> [Required work]
The records that follow must be reproduced in full, exactly as written.
=== Information supplied ===
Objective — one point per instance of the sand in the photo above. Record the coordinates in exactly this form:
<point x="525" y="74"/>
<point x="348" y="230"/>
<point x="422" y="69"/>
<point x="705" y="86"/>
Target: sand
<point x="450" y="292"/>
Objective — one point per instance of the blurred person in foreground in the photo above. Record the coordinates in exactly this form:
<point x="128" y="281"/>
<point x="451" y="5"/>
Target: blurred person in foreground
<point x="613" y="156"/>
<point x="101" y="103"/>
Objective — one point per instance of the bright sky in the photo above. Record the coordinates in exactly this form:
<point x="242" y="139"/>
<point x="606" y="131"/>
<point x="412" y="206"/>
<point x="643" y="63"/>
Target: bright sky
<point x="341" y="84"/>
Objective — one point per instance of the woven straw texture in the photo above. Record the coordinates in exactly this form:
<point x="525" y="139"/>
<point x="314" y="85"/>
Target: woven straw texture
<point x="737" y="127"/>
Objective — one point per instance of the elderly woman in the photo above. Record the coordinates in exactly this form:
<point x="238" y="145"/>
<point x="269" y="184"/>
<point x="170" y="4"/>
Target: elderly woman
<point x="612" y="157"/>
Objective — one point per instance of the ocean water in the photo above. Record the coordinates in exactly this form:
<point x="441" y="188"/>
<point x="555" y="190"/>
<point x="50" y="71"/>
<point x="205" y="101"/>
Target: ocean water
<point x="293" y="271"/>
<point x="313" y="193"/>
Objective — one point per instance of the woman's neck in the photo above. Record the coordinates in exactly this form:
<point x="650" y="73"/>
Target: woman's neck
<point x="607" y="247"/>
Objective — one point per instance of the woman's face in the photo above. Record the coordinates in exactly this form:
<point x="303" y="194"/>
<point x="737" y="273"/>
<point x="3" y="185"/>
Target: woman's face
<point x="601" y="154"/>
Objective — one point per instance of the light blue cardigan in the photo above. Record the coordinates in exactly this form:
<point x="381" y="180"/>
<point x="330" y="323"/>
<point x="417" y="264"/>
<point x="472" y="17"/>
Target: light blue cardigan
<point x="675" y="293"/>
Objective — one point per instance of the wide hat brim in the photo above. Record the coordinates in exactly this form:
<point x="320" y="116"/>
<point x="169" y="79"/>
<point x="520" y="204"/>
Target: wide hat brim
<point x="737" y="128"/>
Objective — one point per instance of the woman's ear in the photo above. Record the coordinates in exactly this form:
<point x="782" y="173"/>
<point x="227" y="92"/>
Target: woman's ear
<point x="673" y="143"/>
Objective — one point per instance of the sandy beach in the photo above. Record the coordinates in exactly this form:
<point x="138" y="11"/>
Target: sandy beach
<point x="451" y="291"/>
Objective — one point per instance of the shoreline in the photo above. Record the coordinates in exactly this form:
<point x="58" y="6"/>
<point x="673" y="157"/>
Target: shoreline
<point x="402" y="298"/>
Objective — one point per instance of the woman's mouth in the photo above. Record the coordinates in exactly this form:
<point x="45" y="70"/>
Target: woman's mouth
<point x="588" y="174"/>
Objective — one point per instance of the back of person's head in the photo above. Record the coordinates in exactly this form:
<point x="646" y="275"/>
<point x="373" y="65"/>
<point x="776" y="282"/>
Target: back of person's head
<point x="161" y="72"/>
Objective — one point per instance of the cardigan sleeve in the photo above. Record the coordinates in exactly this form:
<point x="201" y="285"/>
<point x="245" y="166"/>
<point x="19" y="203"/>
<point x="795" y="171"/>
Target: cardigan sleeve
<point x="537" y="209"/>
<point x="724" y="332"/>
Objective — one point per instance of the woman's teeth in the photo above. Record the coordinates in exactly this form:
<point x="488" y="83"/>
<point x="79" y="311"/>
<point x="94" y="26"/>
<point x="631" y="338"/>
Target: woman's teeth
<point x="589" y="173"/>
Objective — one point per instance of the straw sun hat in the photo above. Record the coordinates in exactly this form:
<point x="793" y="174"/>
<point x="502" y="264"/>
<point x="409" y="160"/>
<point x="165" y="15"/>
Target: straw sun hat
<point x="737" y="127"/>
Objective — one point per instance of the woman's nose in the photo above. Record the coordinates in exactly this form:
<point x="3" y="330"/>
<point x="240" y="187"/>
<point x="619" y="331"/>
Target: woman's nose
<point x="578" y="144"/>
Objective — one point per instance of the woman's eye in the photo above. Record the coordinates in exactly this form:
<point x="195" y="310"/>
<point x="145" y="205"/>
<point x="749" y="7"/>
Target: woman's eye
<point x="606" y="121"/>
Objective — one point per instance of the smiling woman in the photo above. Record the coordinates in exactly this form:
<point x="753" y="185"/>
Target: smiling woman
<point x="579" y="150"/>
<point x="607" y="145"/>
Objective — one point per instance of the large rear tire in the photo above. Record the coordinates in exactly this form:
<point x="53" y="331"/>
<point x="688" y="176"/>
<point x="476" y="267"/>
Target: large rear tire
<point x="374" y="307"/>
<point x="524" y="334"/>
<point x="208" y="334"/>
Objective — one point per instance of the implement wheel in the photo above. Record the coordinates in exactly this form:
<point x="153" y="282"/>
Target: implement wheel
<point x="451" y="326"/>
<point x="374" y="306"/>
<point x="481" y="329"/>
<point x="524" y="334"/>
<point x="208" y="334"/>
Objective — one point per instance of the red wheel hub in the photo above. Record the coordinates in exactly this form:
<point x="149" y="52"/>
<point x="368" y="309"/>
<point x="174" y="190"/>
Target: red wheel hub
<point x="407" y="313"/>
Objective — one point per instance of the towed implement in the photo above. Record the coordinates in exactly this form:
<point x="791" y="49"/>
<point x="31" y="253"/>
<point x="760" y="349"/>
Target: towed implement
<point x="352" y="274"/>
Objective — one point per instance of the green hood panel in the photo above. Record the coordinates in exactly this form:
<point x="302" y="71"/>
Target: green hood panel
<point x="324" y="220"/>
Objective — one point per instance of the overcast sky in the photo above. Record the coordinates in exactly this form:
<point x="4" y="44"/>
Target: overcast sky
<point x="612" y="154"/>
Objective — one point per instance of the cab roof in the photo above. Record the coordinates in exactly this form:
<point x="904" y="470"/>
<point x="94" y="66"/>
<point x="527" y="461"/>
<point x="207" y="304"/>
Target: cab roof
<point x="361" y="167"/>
===
> [Full solution]
Objective — one point per instance of the sand in the photo above. Record the coordinates in exactly this form:
<point x="525" y="74"/>
<point x="348" y="230"/>
<point x="422" y="69"/>
<point x="705" y="86"/>
Target: sand
<point x="450" y="292"/>
Objective — one point per instance of the blurred person in foreground in the photo above. Record the coordinates in exactly this form:
<point x="128" y="281"/>
<point x="451" y="5"/>
Target: blurred person in foreground
<point x="613" y="156"/>
<point x="101" y="103"/>
Objective — one point per instance of the bright sky in the photo above. Record the coordinates in exactly this form:
<point x="242" y="139"/>
<point x="606" y="131"/>
<point x="412" y="206"/>
<point x="643" y="63"/>
Target: bright sky
<point x="341" y="84"/>
Objective — one point per instance of the woven straw texture in the photo above. Record the coordinates in exactly this form:
<point x="525" y="139"/>
<point x="314" y="85"/>
Target: woven straw texture
<point x="737" y="127"/>
Objective — one point per instance of the elderly woman in the photo above. Record the coordinates in exactly this form:
<point x="238" y="145"/>
<point x="269" y="184"/>
<point x="170" y="4"/>
Target: elderly woman
<point x="612" y="157"/>
Objective — one point per instance of the ocean water in the photo above. Record the coordinates in exactly this form:
<point x="441" y="188"/>
<point x="555" y="190"/>
<point x="50" y="71"/>
<point x="205" y="101"/>
Target: ocean water
<point x="293" y="271"/>
<point x="313" y="193"/>
Objective — one point per instance of the woman's neck in the photo above. Record the coordinates in exactly this form:
<point x="650" y="73"/>
Target: woman's neck
<point x="607" y="247"/>
Objective — one point per instance of the woman's face in the photo above. Record the coordinates in exactly this form:
<point x="303" y="194"/>
<point x="737" y="273"/>
<point x="3" y="185"/>
Target: woman's face
<point x="601" y="154"/>
Objective — one point per instance of the light blue cardigan in the photo above. Record the coordinates in exactly this form:
<point x="381" y="180"/>
<point x="330" y="323"/>
<point x="417" y="264"/>
<point x="472" y="17"/>
Target: light blue cardigan
<point x="675" y="293"/>
Objective — one point per instance of the wide hat brim in the photo above. Record the coordinates in exactly this form:
<point x="320" y="116"/>
<point x="169" y="79"/>
<point x="520" y="204"/>
Target: wide hat brim
<point x="737" y="128"/>
Objective — one point per instance of the woman's ear in the photo above. Record the coordinates in exactly this form:
<point x="782" y="173"/>
<point x="227" y="92"/>
Target: woman's ear
<point x="673" y="143"/>
Objective — one point per instance of the sandy beach in the photo above. Record the coordinates in exactly this form:
<point x="138" y="11"/>
Target: sandy beach
<point x="451" y="291"/>
Objective — one point per instance of the shoreline in the photo above. Record the coordinates in exactly this form:
<point x="58" y="6"/>
<point x="673" y="157"/>
Target: shoreline
<point x="402" y="298"/>
Objective — one point per instance of the woman's mouth in the photo above. Record the coordinates in exactly this form:
<point x="45" y="70"/>
Target: woman's mouth
<point x="588" y="174"/>
Objective — one point per instance of the back of person's head in the photo above. Record the coordinates in exactly this form:
<point x="646" y="275"/>
<point x="373" y="65"/>
<point x="776" y="282"/>
Target: back of person's head
<point x="161" y="72"/>
Objective — one point per instance of the cardigan sleeve in the photo above. Record the coordinates in exactly this form:
<point x="201" y="285"/>
<point x="245" y="166"/>
<point x="19" y="203"/>
<point x="795" y="171"/>
Target: cardigan sleeve
<point x="537" y="209"/>
<point x="724" y="332"/>
Objective — one point per instance of the woman's teeth in the photo above. Record the coordinates in exactly this form:
<point x="488" y="83"/>
<point x="79" y="311"/>
<point x="94" y="26"/>
<point x="631" y="338"/>
Target: woman's teeth
<point x="589" y="173"/>
Objective — one point per instance of the straw sun hat in the photo above. Record the coordinates in exactly this form:
<point x="793" y="174"/>
<point x="502" y="264"/>
<point x="409" y="160"/>
<point x="165" y="15"/>
Target: straw sun hat
<point x="737" y="127"/>
Objective — one point per instance of the woman's nose in the photo above. Record the coordinates in exactly this form:
<point x="3" y="330"/>
<point x="240" y="187"/>
<point x="619" y="331"/>
Target: woman's nose
<point x="578" y="144"/>
Objective — one point per instance of the woman's eye in the photo above. Record the coordinates in exactly this form:
<point x="195" y="310"/>
<point x="145" y="205"/>
<point x="749" y="7"/>
Target: woman's eye
<point x="606" y="121"/>
Objective — one point per instance of the smiling woman in the photo above. Record the coordinates in exactly this form:
<point x="753" y="185"/>
Target: smiling woman
<point x="579" y="150"/>
<point x="607" y="145"/>
Objective — one point per instance of the large rear tire in the photo above. Record the coordinates in exactly this form:
<point x="53" y="331"/>
<point x="688" y="176"/>
<point x="476" y="267"/>
Target: large rear tire
<point x="374" y="307"/>
<point x="524" y="334"/>
<point x="208" y="334"/>
Objective — one point per instance of the implement wheel in the photo above. Record the coordinates in exactly this form:
<point x="153" y="282"/>
Target: implement wheel
<point x="451" y="326"/>
<point x="374" y="306"/>
<point x="481" y="329"/>
<point x="524" y="334"/>
<point x="208" y="334"/>
Objective — one point per instance of the red wheel hub in the photo above. Record the coordinates in exactly this form:
<point x="149" y="52"/>
<point x="368" y="309"/>
<point x="174" y="190"/>
Target: red wheel hub
<point x="407" y="313"/>
Objective — one point per instance of the towed implement in the photo above. Record the coordinates in exactly this form:
<point x="791" y="49"/>
<point x="31" y="253"/>
<point x="760" y="349"/>
Target: towed implement
<point x="352" y="274"/>
Objective — one point per instance of the green hood panel in the photo above. Record the coordinates in exactly this form:
<point x="302" y="71"/>
Target: green hood panel
<point x="324" y="220"/>
Objective — one point per instance of the overcast sky in the photo above. Record the coordinates in exactly this form:
<point x="4" y="44"/>
Target: overcast sky
<point x="612" y="154"/>
Objective — one point per instance of the cab roof in the photo above. Record the coordinates in exactly this form:
<point x="904" y="470"/>
<point x="94" y="66"/>
<point x="527" y="461"/>
<point x="207" y="304"/>
Target: cab roof
<point x="361" y="167"/>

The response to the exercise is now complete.